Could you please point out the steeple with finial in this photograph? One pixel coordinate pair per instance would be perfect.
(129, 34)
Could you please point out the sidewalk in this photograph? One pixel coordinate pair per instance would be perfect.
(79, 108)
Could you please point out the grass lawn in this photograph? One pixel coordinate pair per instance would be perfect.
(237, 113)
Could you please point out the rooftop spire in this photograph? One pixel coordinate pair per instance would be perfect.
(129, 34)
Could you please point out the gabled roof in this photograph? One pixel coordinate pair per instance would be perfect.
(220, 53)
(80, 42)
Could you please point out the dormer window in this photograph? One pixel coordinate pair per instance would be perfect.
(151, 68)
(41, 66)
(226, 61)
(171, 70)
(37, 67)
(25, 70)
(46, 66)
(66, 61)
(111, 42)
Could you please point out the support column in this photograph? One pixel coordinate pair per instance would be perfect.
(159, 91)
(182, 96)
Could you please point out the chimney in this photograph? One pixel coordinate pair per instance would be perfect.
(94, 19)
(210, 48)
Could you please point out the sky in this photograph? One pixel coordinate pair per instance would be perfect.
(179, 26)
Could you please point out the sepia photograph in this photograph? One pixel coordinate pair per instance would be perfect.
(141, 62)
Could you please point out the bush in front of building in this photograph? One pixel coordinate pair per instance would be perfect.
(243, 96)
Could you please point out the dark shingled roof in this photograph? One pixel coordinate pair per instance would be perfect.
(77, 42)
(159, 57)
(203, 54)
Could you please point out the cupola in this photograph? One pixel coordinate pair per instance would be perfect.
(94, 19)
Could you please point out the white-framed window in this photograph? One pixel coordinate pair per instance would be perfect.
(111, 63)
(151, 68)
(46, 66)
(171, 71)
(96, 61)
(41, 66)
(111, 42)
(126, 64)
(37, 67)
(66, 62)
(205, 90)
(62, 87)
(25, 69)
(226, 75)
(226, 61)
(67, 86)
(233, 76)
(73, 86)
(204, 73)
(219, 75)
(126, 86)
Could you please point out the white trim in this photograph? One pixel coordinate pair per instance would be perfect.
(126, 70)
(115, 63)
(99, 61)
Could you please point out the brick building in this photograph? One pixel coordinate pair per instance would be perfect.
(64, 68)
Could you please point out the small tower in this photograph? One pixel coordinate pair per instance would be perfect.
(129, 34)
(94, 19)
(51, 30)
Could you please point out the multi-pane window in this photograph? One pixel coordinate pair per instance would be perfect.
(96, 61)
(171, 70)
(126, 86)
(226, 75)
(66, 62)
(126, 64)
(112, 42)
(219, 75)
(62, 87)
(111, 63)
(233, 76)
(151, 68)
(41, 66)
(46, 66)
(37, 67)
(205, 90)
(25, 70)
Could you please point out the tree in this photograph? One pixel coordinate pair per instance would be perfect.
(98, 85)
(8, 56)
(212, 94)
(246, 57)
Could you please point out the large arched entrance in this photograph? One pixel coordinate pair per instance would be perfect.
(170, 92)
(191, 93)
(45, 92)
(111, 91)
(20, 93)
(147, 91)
================================
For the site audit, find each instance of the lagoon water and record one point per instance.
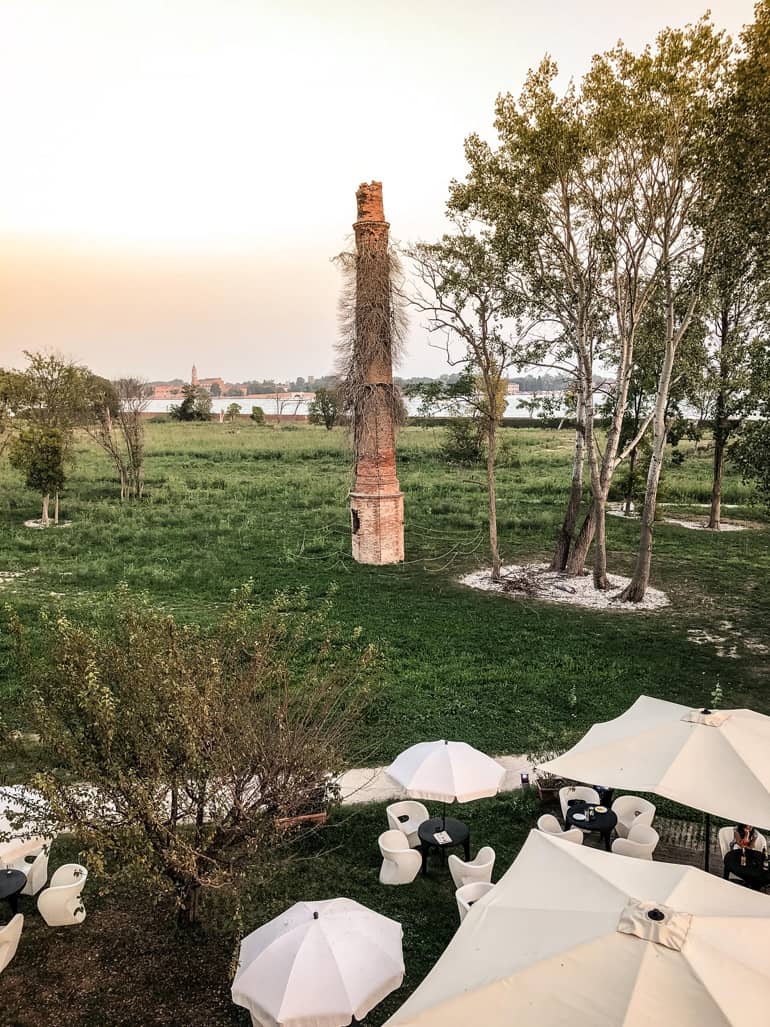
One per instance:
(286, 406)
================================
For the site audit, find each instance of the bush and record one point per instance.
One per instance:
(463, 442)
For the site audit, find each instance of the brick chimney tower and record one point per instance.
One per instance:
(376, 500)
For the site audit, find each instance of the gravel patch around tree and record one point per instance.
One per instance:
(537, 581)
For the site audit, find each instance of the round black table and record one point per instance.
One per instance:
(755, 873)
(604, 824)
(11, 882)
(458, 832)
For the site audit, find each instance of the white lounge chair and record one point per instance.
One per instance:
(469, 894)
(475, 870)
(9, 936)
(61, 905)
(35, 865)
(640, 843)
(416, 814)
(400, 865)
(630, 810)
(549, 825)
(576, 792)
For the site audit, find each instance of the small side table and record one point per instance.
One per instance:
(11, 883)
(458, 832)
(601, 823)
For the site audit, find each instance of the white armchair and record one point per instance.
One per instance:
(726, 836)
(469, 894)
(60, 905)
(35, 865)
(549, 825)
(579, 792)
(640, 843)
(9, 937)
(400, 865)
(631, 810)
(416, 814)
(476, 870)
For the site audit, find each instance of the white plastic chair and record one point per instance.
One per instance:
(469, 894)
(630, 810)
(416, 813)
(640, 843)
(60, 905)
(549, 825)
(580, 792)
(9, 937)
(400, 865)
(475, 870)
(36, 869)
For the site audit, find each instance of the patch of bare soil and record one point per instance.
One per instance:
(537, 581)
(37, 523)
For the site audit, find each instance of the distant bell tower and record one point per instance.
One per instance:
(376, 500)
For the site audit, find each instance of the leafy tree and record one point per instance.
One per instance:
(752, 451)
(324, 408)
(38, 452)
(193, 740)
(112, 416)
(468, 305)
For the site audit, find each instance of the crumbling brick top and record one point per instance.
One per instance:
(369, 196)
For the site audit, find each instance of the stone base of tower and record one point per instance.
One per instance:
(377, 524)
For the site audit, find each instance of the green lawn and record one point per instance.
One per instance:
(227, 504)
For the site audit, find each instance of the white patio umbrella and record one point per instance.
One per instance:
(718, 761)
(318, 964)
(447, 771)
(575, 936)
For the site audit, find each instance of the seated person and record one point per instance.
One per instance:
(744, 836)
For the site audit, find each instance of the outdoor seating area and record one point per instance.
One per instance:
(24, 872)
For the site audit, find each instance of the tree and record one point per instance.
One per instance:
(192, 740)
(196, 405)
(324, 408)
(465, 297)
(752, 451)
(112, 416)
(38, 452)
================================
◆ **Task to complete**: Copy out each line above that contains the word "window". Matches must have the same uppercase and lowercase letters.

◆ **Solution for this problem**:
Could you please point out the dormer window in this photograph? One pixel coordinate pair per instance would be perfect.
Could you please point out the white-framed window in this photograph? One pixel coordinate pair per instance would be perfect.
Could you please point out the multi-pane window in this photograph? One pixel coordinate pair per instance would be perfect.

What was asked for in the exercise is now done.